Exercices à faire:
[1] D'après l'article sur les listes noires de journalistes en Chine, qu'est-ce que le Ministère de la Santé espère obtenir avec ces listes ? Répondez en une à trois phrases.
[2] Poursuivez l'article sur les listes noires de journalistes en Chine juste après sa dernière phrase.

Passage extrait:
En établissant des « listes noires » de journalistes, le Ministère de la Santé chinois espère réduire le poids médiatique des scandales alimentaires. C’est sans compter sur les éditorialistes qui ont pris la mouche et la plume contre cette mesure.

« Le dur travail des journalistes mérite le respect, pas la menace ». L’éditorial du très conservateur Global Times de ce vendredi en dit long sur la frustration des journalistes chinois. Plus loin, on y lit que « la profession est déjà enchainée par de nombreuses restrictions » et qu’on lui met « un nouveau coup de poing ».
Ce cri de ras-le-bol n’est que le dernier écho en date d’un large élan de protestation de la presse chinoise. En ligne de mire : les nouvelles mesures du Ministère de la Santé annoncées le 13 juin lors d’un forum sur la sécurité alimentaire.
Mao Qun’an, chef du service de presse du ministère, a déclaré son intention d’établir un « système de listes noires » qui recensera les journalistes diffusant de « fausses informations » sur la sécurité alimentaire dans les médias.

Contenu des données:
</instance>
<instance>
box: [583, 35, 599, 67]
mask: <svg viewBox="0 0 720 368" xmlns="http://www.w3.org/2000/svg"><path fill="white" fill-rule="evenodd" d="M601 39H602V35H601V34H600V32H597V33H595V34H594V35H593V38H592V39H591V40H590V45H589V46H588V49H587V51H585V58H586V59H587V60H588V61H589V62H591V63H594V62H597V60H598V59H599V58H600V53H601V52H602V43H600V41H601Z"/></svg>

Réponses écrites:
[1] Le Ministère de la Santé espère réduire le poids médiatique des scandales alimentaires. Ces listes doivent recenser les journalistes qui diffusent de « fausses informations » sur la sécurité alimentaire dans les médias.

[2]
Il a précisé que le but de ces listes était de combattre et prévenir la « pollution de l’environnement médiatique par des informations trompeuses ». Mao prend l’exemple de reportage qui auraient « confondu additifs alimentaires légaux et illégaux », afin de grossir les chiffres.
Il n’est pour le moment pas possible d’en savoir plus sur le fonctionnement des listes noires, les conséquences pour les journalistes listés, ni la manière dont elle seront tenues. Mais de telles listes seraient à coups sûr une source de pression sur les médias, et limiteraient leur marge de manœuvre sur le sujet.
Le rôle crucial des médias
Les scandales alimentaires sont plus que fréquents en Chine. Lait, viande, céréale : rares sont les produits qui ne sont pas objet de suspicions ou de découvertes inquiétantes. Le problème est devenu un sujet majeur de mécontentement, et danger pour la stabilité sociale, si chère au régime.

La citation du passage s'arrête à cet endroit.